Si cette découverte explique une grande partie du risque génétique, les facteurs déclenchants spécifiques qui activent la réponse immune, et l’inflammation qui en résulte restent encore inconnus. Les chercheurs de l’équipe se penchent sur cette question, à la recherche des coupables bactériens et viraux.

La Dmla atteint la macula et mène à une perte progressive et définitive de la vision centrale. Le sujet constate tout d’abord une baisse de sa vision, puis l’apparition d’une tache sombre centrale et une déformation des lignes droites. Au stade avancé, il ne peut plus lire, écrire, conduire une voiture ou reconnaître les visages. En France, on estime que deux millions de personnes sont atteintes.

Des facteurs de risque.

[EXERCICE A]: Selon le texte fourni, combien de personnes seraient atteintes de la Dmla en France ?
[EXERCICE B]: Résumez le texte fourni en deux phrases.
Appuyez-vous uniquement sur le texte fourni pour répondre.

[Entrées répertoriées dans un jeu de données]
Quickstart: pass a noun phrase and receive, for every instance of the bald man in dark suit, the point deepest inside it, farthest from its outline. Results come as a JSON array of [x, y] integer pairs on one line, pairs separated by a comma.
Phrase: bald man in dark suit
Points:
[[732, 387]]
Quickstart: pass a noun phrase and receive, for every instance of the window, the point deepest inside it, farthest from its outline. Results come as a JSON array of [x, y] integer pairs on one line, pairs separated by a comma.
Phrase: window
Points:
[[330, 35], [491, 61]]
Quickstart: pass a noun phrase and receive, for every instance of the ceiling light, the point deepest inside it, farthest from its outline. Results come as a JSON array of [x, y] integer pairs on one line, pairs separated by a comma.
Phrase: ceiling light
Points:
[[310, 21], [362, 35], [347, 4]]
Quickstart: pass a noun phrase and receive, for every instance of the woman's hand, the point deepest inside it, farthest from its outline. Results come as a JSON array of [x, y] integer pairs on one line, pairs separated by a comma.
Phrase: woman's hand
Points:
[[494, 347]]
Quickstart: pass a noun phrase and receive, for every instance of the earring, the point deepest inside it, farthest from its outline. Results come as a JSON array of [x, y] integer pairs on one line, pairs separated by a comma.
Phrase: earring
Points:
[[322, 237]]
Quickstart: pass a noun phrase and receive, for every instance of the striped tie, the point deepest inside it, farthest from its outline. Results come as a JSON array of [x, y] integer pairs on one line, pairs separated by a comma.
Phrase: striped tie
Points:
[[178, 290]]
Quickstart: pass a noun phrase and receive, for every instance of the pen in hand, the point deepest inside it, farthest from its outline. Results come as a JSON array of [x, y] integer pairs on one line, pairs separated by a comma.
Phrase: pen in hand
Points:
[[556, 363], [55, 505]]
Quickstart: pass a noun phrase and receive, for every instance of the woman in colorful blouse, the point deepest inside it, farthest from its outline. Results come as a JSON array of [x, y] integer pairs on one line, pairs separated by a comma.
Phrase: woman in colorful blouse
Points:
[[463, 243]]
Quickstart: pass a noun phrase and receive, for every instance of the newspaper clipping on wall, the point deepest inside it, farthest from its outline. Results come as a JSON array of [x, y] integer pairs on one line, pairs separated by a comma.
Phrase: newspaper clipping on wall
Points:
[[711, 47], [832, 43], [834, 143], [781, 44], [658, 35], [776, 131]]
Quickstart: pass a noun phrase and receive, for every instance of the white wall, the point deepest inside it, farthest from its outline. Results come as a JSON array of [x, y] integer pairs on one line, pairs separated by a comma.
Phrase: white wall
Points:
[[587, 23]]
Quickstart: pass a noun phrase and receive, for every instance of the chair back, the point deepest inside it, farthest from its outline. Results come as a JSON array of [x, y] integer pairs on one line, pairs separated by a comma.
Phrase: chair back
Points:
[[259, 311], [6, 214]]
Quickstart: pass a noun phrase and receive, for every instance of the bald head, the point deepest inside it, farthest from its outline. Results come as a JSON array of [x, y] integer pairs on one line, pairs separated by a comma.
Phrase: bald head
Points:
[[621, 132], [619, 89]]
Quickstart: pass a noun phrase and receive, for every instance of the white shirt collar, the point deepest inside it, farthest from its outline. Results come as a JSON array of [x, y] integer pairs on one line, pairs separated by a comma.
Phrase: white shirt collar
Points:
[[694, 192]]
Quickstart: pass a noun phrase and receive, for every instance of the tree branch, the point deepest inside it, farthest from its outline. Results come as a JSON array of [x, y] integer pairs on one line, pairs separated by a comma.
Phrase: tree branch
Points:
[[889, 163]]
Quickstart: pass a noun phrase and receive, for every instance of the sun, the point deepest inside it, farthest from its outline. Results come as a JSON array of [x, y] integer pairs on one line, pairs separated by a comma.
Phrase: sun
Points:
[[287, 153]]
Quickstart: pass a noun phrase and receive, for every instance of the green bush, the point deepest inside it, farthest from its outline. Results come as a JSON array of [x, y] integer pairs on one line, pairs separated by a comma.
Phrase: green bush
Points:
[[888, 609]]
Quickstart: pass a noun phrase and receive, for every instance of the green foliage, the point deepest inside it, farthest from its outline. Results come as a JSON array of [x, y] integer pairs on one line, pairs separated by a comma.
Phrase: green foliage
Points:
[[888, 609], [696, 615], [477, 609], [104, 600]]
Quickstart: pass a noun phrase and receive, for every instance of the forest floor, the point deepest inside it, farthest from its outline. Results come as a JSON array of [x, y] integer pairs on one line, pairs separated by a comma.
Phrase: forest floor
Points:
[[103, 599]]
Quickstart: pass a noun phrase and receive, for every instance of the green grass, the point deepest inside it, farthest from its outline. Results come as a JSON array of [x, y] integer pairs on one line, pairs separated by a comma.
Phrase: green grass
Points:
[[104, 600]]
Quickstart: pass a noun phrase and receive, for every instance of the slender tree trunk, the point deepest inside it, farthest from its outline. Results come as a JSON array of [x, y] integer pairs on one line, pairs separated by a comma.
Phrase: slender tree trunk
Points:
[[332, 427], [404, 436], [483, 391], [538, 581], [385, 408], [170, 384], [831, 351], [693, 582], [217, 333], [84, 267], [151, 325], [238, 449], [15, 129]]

[RÉPONSE ATTENDUE A]: On estime que deux millions de personnes en sont atteintes en France.

[RÉPONSE ATTENDUE B]: La Dmla atteint la macula et entraîne une perte progressive et définitive de la vision centrale : baisse de la vision, puis tache sombre centrale et déformation des lignes droites, jusqu'à l'impossibilité de lire, écrire, conduire ou reconnaître les visages au stade avancé, et elle toucherait deux millions de personnes en France. Le texte signale aussi que les facteurs déclenchants qui activent la réponse immune et l'inflammation restent inconnus, et que des chercheurs cherchent des coupables bactériens et viraux.